# Goal
Please quote only the lines that start at the one with "Reviewer note: every instance of the barrel" and go on to the last line of the data, both ends kept.
>> Start Dataset records
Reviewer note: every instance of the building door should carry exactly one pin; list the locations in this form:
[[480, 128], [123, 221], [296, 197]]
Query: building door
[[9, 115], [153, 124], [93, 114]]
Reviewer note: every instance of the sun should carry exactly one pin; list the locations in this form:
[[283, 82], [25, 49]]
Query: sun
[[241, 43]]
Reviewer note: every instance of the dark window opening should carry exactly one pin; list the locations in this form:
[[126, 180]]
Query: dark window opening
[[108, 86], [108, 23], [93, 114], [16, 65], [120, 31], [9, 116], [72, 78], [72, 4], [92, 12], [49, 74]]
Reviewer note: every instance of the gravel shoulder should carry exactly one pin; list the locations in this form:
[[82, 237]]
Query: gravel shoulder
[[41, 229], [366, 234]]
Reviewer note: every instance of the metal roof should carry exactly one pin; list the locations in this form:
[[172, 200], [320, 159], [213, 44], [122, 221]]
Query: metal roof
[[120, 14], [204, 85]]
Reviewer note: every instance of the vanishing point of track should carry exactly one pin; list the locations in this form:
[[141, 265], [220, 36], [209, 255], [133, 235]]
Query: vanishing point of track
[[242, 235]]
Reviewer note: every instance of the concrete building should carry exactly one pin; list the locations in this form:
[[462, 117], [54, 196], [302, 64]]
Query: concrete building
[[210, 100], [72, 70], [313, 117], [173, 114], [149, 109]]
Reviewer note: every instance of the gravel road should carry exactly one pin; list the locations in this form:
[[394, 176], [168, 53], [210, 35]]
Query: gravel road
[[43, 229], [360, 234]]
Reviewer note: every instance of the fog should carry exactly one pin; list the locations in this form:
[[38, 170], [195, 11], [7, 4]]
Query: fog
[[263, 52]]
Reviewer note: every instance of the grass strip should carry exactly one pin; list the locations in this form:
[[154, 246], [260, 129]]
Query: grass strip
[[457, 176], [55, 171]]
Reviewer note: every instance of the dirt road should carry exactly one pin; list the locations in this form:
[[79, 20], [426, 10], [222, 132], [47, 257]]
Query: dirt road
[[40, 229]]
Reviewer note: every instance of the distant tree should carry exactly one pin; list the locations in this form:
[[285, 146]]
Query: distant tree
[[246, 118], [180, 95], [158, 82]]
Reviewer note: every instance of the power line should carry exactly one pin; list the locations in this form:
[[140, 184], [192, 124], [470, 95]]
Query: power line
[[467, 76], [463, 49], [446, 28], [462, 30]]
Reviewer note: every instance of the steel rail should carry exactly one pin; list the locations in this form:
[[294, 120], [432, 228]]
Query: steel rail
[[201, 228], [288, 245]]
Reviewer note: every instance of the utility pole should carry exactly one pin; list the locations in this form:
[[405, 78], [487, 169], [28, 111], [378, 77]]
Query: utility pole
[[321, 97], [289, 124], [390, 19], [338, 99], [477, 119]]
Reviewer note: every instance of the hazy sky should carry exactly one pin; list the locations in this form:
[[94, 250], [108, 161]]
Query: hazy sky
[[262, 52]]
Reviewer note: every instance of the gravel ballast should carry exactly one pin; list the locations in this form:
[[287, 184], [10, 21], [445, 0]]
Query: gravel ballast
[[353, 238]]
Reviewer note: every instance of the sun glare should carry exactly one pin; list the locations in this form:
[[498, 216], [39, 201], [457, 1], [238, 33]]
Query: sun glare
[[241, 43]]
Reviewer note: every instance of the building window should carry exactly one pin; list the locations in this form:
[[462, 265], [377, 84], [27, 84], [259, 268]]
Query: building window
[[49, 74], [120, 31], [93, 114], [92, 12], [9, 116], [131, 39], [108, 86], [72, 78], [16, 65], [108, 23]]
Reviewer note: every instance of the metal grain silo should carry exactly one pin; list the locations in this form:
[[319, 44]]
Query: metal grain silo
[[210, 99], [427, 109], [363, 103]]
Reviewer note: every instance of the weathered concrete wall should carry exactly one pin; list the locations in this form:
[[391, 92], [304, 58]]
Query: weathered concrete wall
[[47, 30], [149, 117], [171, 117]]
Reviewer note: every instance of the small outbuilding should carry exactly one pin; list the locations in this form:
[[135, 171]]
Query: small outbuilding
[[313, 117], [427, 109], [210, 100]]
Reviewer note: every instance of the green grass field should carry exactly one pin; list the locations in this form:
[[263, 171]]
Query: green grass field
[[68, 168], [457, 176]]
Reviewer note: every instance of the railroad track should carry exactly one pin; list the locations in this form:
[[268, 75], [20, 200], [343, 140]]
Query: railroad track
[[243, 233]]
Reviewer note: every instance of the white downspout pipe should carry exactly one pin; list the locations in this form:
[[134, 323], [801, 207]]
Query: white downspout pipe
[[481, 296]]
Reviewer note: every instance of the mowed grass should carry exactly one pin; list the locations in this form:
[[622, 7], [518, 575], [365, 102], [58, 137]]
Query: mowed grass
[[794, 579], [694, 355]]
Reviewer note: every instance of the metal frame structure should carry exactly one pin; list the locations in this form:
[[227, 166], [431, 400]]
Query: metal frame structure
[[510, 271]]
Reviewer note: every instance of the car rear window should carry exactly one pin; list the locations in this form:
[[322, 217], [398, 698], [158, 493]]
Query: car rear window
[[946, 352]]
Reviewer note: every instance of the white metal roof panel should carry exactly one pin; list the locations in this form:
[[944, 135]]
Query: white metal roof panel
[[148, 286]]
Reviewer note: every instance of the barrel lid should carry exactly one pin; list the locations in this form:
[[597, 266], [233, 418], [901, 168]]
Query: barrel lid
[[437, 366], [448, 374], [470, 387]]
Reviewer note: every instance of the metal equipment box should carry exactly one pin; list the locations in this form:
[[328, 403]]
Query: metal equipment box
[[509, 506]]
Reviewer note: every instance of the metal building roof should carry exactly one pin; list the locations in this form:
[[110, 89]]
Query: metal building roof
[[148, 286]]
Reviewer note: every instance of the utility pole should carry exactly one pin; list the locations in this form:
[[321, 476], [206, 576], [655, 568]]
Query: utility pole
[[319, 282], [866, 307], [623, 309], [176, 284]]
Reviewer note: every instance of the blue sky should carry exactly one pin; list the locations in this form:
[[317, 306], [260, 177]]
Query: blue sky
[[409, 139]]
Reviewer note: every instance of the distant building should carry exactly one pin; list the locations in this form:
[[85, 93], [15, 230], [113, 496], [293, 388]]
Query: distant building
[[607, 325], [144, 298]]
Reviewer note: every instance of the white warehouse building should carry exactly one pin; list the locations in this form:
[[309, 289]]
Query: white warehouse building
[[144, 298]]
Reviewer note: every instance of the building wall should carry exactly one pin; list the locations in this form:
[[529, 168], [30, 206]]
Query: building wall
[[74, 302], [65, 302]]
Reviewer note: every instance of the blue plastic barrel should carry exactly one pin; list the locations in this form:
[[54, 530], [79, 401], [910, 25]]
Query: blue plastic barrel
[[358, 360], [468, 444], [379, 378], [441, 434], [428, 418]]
>> End Dataset records
# Expected answer
Reviewer note: every instance of the barrel lid should carry exactly one pin; list the locations in this form:
[[597, 266], [233, 418], [901, 168]]
Query: barrel lid
[[437, 366], [448, 374], [470, 387]]
Reviewer note: every instance of the metal equipment box should carry exactly one pin; list the locations in this form:
[[328, 403]]
Query: metal equipment box
[[509, 506]]
Reviewer note: every instance of the metal building roof should carry exactly one pin; list the locations in this form:
[[110, 89]]
Query: metal building roof
[[148, 286]]
Reviewer note: every instance of the utility pole should carry exactly one pin; list the locations in this form:
[[321, 476], [206, 576], [655, 568]]
Query: utility pole
[[319, 282], [866, 307], [623, 309], [176, 284]]
Reviewer note: every instance of the blue sky should carry exactly one pin; list the locations in this form:
[[317, 306], [260, 177]]
Query: blue sky
[[409, 139]]
Reviewer note: every instance of the distant building should carry exactly one pin; list the locations in this form:
[[85, 93], [15, 230], [113, 496], [293, 388]]
Query: distant building
[[607, 325], [144, 298]]
Reviewer note: every instance of the white warehouse building should carry exactly one pin; list the locations in this form:
[[309, 289]]
Query: white warehouse building
[[144, 298]]
Reviewer note: every instance of the building wall should carry exactly one pin; list the locations in this form:
[[529, 168], [30, 206]]
Query: building wall
[[74, 302], [65, 302]]
Reviewer note: every instance of the blue plastic barrel should carry exactly one pin; list the locations in this form:
[[54, 530], [79, 401], [910, 25]]
Query: blue plastic barrel
[[358, 360], [468, 444], [379, 378], [441, 434], [428, 418]]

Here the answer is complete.